◆ **PAGE EXCERPT**:
Like this brilliant Vancouver Magazine article reports, I know more and more people in their 30s and 40s looking for second jobs, but most of them are secretly thinking there’s got to be a better life where we don’t need to work 60-hour weeks to be stuck in traffic only to pay exorbitant prices as premiums for the location — be it in dining, rent, clothing, or whatever. (Or $10 draught sleeves of local beer.)
This will always be my home, but I wish to hell so many people hadn’t found out about it, because I’m REALLY not digging the company.
Every day, I’m tired, I’m annoyed, I’m broke, and I’m left wondering when I’m gonna bloody stop feeling like this.
And then I realized: I’m not. It won’t stop.
It’s not me, Vancouver. It’s you.
For all your positives, there’s all these downsides that no one wants to talk about.
You’ve got a lot of people who don’t smile on streets, who look like they’ve been slapped if you say “hello” (if they look at you at all). You’re expensive. Your traffic is often at a crawl. You’re filled with “scenes.” And, because you’re so expensive, everyone’s so primed to get by and get ahead that socializing seems more about business than making friends.
God, you’re SO expensive.
I just can’t pay the price anymore, not literally or figuratively. It’s eating at my soul.
I have a Virginia Woolf quote on a memento at home. It says: “If you are losing your leisure, look out, for you may be losing your soul.” One day recently, I dusted it, read it, and I realized I’m absolutely losing my soul.
While I love Vancouver’s setting and its diversity, the truth is, I’ve seen far too much of the same for 37 years. The newness here all looks the same — glass and concrete. I need a more soulful newness, and Victoria’s close yet far… and looking to me very much like what Vancouver was 30 years ago.
Making the Working-from-Home Switch
In this town, I’m an unlucky girl who landed a serious back injury and is struggling to get by. On top of my full-time week, I’m rehabbing an injury, and even though I live inside of city limits, the 10km I travel to downtown takes me about 40 minutes each way, and when you factor in all my appointments, getting around, and more, it’s adding up to a crazy 15-20 hours a week I’m spending on transit. It’s soul-sucking.

◆ **Data extracted from a collection**:
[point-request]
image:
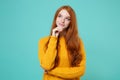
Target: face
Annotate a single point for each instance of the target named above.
(63, 19)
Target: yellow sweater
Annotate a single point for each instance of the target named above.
(47, 59)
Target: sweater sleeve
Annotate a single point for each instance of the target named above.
(47, 54)
(71, 72)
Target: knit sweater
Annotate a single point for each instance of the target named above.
(47, 57)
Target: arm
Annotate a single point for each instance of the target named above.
(48, 54)
(71, 72)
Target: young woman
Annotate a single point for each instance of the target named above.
(62, 54)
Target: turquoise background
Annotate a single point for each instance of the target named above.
(24, 22)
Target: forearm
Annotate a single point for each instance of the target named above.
(48, 54)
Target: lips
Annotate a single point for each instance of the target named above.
(61, 24)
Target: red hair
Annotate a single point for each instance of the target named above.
(71, 37)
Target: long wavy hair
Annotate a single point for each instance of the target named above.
(71, 37)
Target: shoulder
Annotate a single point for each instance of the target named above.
(44, 39)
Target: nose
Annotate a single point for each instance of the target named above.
(62, 20)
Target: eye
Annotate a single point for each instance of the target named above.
(68, 19)
(59, 15)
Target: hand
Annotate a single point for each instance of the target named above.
(56, 31)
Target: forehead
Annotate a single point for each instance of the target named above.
(64, 12)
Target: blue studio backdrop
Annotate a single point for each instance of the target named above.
(24, 22)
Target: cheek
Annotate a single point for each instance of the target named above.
(67, 23)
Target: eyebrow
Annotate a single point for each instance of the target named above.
(67, 16)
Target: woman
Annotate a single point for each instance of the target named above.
(62, 54)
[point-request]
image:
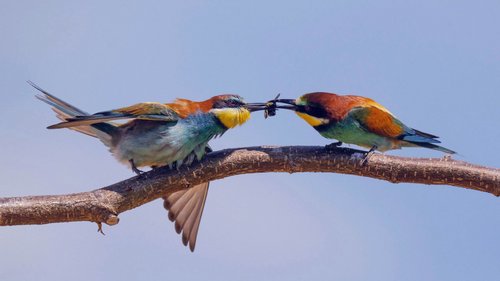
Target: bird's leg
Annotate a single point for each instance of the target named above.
(333, 145)
(368, 154)
(134, 168)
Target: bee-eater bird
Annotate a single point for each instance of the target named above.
(357, 120)
(159, 134)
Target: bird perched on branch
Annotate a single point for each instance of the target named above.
(357, 120)
(157, 134)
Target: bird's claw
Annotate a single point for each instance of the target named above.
(134, 168)
(368, 154)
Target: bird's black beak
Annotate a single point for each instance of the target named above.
(256, 106)
(291, 102)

◆ **WRITTEN TASKS**:
A. In the Vancouver excerpt, how long does the 10km trip to downtown take?
B. Rename "black" to "dark" in the records. Start at the line that has "Target: bird's black beak", go through the last line of the records, and return only those lines with everything else unchanged.
These records are unrelated to the text.

◆ **OUTPUTS**:
A. About 40 minutes each way.

B.
Target: bird's dark beak
Annotate a single point for each instance of the target named above.
(256, 106)
(291, 102)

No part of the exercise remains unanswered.